[Work to be completed]:
A precise reproduction of every record below is needed, minus the pictures.

────────

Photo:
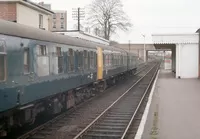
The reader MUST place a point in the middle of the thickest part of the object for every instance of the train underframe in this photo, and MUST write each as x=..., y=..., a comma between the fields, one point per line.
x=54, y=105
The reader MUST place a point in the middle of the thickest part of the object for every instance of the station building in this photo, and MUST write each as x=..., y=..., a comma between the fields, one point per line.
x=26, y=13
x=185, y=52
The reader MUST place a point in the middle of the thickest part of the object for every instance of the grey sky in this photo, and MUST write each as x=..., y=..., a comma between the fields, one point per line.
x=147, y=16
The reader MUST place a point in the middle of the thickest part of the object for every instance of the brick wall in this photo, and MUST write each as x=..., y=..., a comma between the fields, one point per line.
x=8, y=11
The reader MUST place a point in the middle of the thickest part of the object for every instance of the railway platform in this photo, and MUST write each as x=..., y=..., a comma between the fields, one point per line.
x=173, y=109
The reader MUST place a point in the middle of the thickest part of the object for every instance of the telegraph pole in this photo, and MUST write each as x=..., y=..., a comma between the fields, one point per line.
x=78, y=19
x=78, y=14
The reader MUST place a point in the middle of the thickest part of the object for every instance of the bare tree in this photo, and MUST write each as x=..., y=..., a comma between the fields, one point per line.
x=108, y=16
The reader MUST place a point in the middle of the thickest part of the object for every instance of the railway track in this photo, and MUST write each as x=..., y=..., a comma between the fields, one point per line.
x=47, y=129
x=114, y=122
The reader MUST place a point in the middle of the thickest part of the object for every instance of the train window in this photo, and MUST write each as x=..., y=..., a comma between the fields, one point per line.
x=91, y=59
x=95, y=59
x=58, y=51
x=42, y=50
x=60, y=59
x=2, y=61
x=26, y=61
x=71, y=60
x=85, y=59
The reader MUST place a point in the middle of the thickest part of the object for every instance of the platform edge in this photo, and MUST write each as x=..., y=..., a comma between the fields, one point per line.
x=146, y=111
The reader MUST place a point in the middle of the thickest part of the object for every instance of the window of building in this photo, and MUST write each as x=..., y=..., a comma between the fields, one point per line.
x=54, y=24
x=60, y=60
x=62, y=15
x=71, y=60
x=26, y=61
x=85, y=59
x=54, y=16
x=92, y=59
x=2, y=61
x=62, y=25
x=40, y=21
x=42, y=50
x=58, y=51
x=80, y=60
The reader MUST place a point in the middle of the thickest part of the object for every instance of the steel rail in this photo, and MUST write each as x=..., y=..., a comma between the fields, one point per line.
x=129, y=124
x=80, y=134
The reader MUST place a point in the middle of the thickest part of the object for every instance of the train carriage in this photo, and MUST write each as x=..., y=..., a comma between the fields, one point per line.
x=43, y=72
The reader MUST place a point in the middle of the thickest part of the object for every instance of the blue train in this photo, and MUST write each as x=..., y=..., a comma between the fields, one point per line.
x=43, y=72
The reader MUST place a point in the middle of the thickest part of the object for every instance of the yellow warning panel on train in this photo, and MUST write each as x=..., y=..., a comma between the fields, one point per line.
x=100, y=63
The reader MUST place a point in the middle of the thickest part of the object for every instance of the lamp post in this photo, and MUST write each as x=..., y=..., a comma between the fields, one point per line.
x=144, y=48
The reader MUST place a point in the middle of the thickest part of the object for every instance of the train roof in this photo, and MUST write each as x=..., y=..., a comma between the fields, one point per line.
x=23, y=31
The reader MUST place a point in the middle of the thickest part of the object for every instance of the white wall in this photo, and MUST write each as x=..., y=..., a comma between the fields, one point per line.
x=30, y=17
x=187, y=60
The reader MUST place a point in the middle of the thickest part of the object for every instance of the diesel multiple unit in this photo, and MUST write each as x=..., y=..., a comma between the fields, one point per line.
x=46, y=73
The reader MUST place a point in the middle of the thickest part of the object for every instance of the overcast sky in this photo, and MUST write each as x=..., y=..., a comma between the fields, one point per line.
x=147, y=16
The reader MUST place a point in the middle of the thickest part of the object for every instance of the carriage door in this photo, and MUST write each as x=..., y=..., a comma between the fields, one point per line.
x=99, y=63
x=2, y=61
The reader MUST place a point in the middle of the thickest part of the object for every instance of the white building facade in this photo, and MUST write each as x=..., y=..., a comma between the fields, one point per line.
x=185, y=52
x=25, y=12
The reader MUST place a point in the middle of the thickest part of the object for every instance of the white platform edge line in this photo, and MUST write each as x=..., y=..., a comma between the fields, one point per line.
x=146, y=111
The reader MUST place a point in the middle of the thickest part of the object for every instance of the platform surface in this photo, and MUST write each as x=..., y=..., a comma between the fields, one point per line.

────────

[Response box]:
Photo:
The reader MUST place a point in the middle of the thickest part of the object for every instance of the train underframe in this photo, and MUST write each as x=..., y=..., a comma between the fields, one point per line.
x=54, y=105
The reader MUST place a point in the middle of the thickest part of the object for every instance of the station building in this photo, and MUST write each as x=..., y=..., a comma between the fields, one point per line.
x=26, y=13
x=185, y=52
The reader MUST place a point in the middle of the thickest part of the object for every instance of the grey sky in this photo, and MUST write each as x=..., y=..., a comma between the fields, one point per line.
x=147, y=16
The reader MUST place a point in the middle of the thickest part of the object for every instance of the brick wall in this photo, and MUST write each as x=..., y=..., a comma between the fields, one point per line.
x=8, y=11
The reader MUST place a point in the middle of the thickest part of the object for every instance of the railway platform in this photo, and MUST write each as x=..., y=..., a comma between the fields, one point per line.
x=173, y=109
The reader MUST place a point in the middle of the thickest part of the object for every instance of the telegraph pole in this photo, and MUST write each as x=..., y=..., a comma between the fields, one point per line.
x=78, y=19
x=78, y=14
The reader MUST place a point in the middle of the thickest part of the object for every instance of the bare tree in this photo, and MUST write each as x=..., y=..., a comma between the fields, one point per line.
x=108, y=16
The reader MUST place a point in the middle of the thickest part of the object for every instance of the railway track in this photo, and MUST write each as x=..., y=..., a comma between the fields, one point per line.
x=47, y=129
x=114, y=122
The reader MUST place a point in the middle of the thickest part of the object for every instance of the train window in this photo, and MUST write each as x=..., y=..., a comma between the fields, one point per line.
x=91, y=59
x=95, y=59
x=58, y=51
x=42, y=50
x=60, y=59
x=2, y=61
x=26, y=61
x=71, y=60
x=85, y=59
The reader MUST place a point in the middle of the thickest part of the object for every instance of the platform edge in this photo, and MUST write each as x=..., y=..., a comma between the fields, one point per line.
x=146, y=111
The reader MUST place a point in the middle of the thickest part of the object for every instance of the window of building in this photo, and MUST write each as x=..., y=..., a comma between the fields, one point per line.
x=54, y=24
x=60, y=60
x=62, y=15
x=71, y=60
x=26, y=61
x=85, y=59
x=54, y=16
x=92, y=59
x=2, y=61
x=62, y=25
x=40, y=21
x=42, y=50
x=58, y=51
x=80, y=60
The reader MUST place a point in the middle of the thickest part of the object for every instance of the steel rail in this photo, and MUST write each as x=..., y=..., a comma between the fields, one point per line.
x=129, y=124
x=80, y=134
The reader MUST place a point in the middle of the thickest part of the object for every instance of the train carriage in this photo, and MUST write each as x=..., y=..., a comma between the fields, one point per line.
x=43, y=72
The reader MUST place a point in the middle of the thickest part of the object for every instance of the blue train in this photo, and MUST write each as x=..., y=..., a comma between the fields, one point per line.
x=43, y=72
The reader MUST place a point in the middle of the thickest part of the object for every instance of the yellow warning panel on train in this photo, and MUST write each as x=..., y=..., a comma between the fields, one point per line.
x=100, y=63
The reader MUST place a point in the middle of the thickest part of the object for every instance of the lamp post in this photo, and MUST write each as x=..., y=..., a comma between the fields, one point per line.
x=144, y=48
The reader MUST place a point in the middle of the thickest part of the object for every instance of the train roof in this photo, and MUST write each as x=..., y=..., a comma between the fields, one point per line.
x=23, y=31
The reader MUST place a point in the middle of the thickest part of the object for every instance of the white wall in this photo, and MUST write each as x=..., y=..., a comma between the fields, one point per line.
x=30, y=17
x=187, y=60
The reader MUST place a point in the middle of the thickest part of the object for every instance of the diesel multiple unit in this photo, and MUST write each as x=..., y=..., a comma between the fields, one point per line.
x=46, y=73
The reader MUST place a point in the middle of the thickest part of the object for every instance of the overcast sky in this photo, and MUST write each as x=..., y=..., a comma between the fields, one point per line.
x=147, y=16
The reader MUST place a point in the middle of the thickest part of the object for every instance of the carriage door in this photo, and MUST write each as x=..., y=..., a comma between the fields, one point per line.
x=99, y=63
x=2, y=61
The reader MUST place a point in the middle of the thickest part of the object for every instance of the white building facade in this photo, and MUST write each as x=..., y=..., a comma between the fields, one point per line.
x=185, y=52
x=25, y=12
The reader MUST place a point in the middle of the thickest part of the object for every instance of the white platform edge line in this photo, and MUST write each as x=..., y=..., a comma between the fields, one point per line.
x=146, y=111
The reader MUST place a point in the middle of the thickest part of the object for every instance of the platform surface in this photo, and MUST write each as x=..., y=..., a comma between the fields, one point per line.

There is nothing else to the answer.